### [DATA FOR PROCESSING]

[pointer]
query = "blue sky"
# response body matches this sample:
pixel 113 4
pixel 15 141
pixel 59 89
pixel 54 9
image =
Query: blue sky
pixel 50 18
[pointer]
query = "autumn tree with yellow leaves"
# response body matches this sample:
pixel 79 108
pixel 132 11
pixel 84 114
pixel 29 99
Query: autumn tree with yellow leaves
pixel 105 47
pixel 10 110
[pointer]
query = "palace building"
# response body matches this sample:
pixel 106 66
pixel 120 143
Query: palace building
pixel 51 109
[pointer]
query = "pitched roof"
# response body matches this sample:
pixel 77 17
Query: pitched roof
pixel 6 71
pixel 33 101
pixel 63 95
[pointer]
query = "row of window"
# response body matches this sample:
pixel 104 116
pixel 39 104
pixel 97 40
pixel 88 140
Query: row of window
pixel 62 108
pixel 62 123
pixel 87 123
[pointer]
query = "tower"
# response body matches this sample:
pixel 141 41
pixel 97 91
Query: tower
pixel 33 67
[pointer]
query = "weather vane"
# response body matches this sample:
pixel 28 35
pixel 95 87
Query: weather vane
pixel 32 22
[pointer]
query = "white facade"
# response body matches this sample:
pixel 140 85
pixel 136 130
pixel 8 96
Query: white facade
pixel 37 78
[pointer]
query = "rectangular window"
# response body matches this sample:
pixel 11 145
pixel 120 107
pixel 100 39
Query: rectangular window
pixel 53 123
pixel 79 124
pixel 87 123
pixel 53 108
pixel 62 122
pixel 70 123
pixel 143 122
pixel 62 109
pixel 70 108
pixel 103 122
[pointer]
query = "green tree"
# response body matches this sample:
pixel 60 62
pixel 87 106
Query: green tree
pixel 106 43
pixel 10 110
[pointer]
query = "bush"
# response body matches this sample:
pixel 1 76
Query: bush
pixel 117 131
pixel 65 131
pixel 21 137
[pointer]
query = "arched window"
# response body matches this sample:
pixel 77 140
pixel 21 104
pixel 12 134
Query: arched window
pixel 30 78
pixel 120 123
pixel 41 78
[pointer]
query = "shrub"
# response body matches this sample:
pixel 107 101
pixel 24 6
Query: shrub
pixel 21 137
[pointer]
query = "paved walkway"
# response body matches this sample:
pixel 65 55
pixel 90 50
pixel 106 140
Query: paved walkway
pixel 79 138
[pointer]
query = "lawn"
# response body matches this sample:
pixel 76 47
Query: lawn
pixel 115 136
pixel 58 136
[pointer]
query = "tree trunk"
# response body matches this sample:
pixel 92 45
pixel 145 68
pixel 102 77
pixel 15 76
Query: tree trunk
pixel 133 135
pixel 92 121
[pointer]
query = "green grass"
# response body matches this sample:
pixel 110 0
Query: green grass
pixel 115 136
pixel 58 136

### [TASK TO CARRY OUT]
Reproduce the records above without any change, starting at their first line and ending with the line that contains "pixel 37 78", that line included.

### [FINAL RESULT]
[pointer]
query = "blue sky"
# response body matches this sample:
pixel 113 4
pixel 15 141
pixel 59 89
pixel 54 9
image =
Query: blue sky
pixel 50 18
[pointer]
query = "autumn tree with yellow leaves"
# response body matches this sample:
pixel 79 108
pixel 132 11
pixel 84 114
pixel 29 99
Query: autumn tree with yellow leaves
pixel 105 47
pixel 10 110
[pointer]
query = "palace building"
# response body matches this sample:
pixel 106 66
pixel 120 143
Query: palace building
pixel 51 109
[pointer]
query = "pitched roof"
# response body matches this sample:
pixel 77 17
Query: pitched roof
pixel 6 71
pixel 33 101
pixel 63 95
[pointer]
query = "row of window"
# response body matches this sample:
pixel 104 116
pixel 39 104
pixel 97 40
pixel 88 140
Query: row of window
pixel 62 108
pixel 62 123
pixel 87 123
[pointer]
query = "tower"
# response body matches this sample:
pixel 141 41
pixel 97 91
Query: tower
pixel 33 67
[pointer]
query = "weather vane"
# response body matches this sample:
pixel 28 35
pixel 95 87
Query: weather vane
pixel 32 22
[pointer]
query = "white facade"
# response body matches this sample:
pixel 140 85
pixel 136 130
pixel 8 96
Query: white facade
pixel 37 78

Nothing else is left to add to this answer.